### TO DO
Please print exactly the lines running from the one that contains "of the overcast" to the end of the data, with both lines included.

### DATA SUPPLIED

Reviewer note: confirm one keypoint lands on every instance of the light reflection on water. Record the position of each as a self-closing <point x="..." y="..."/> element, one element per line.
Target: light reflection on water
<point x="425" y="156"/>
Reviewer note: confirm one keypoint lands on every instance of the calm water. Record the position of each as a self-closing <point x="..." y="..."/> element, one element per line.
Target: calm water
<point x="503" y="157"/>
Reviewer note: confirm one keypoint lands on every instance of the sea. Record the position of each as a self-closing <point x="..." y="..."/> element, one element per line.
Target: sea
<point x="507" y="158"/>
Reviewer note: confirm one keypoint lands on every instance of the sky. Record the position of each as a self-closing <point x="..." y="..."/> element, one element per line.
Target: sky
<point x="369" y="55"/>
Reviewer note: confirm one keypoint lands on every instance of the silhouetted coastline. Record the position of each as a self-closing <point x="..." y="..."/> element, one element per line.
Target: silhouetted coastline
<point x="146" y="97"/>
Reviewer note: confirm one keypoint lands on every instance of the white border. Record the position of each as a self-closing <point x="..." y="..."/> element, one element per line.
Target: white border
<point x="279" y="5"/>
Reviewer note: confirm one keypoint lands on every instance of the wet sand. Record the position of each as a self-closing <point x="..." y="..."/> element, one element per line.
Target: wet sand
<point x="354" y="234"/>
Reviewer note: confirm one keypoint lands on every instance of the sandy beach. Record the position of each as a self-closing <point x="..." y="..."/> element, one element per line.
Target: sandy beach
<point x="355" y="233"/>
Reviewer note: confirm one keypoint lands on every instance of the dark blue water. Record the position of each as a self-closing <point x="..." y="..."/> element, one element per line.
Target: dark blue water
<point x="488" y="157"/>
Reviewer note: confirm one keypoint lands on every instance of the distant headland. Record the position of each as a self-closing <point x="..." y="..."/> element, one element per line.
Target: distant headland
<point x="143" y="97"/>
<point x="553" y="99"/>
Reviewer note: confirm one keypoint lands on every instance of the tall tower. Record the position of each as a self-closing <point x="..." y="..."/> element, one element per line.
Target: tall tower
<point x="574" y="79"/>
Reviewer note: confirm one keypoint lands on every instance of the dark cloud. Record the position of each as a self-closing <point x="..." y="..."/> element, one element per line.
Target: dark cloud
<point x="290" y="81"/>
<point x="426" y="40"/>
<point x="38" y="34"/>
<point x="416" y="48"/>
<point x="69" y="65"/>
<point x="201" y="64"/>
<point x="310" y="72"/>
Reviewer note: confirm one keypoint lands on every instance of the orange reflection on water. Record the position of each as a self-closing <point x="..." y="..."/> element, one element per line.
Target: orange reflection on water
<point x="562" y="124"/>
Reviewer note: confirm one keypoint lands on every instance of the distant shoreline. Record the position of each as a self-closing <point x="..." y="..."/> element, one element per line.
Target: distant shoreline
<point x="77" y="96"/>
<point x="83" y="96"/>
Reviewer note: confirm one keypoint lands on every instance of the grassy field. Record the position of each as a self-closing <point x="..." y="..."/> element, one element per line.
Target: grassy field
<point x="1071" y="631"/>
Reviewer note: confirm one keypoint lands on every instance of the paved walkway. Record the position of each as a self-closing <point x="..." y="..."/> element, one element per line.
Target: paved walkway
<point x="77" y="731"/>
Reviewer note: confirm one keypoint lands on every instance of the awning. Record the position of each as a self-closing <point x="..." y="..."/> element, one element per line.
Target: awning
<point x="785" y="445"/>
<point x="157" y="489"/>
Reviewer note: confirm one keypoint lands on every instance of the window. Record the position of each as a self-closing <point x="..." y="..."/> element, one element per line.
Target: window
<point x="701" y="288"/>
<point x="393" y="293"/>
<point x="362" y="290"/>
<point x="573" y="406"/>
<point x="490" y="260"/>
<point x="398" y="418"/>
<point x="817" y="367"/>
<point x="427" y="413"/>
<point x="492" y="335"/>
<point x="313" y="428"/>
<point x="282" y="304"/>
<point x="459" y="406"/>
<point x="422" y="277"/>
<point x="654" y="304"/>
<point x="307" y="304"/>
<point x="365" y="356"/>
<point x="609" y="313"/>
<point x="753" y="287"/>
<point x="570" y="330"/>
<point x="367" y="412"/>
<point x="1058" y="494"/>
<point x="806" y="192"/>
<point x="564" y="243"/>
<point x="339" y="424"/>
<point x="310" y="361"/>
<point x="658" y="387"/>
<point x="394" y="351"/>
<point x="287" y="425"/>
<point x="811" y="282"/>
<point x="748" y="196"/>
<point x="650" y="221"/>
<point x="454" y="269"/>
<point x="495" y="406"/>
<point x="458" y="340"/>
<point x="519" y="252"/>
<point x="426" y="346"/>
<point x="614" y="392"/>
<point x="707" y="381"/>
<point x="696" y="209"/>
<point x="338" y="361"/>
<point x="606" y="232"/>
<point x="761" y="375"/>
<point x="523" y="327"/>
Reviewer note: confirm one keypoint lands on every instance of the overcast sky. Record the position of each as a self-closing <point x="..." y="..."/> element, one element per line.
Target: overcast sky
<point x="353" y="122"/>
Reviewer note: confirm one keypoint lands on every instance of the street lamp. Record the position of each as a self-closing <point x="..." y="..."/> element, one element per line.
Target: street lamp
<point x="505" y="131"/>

### EXERCISE ANSWER
Reviewer note: confirm one keypoint lands on every instance of the overcast sky. Record the position of each as a self-closing <point x="..." y="..."/> element, one element per line.
Target: overcast sky
<point x="353" y="122"/>
Reviewer note: confirm one keypoint lands on every instance of the street lamp. Record the position of each as a self-closing <point x="..." y="..."/> element, one element per line.
Target: street lamp
<point x="505" y="131"/>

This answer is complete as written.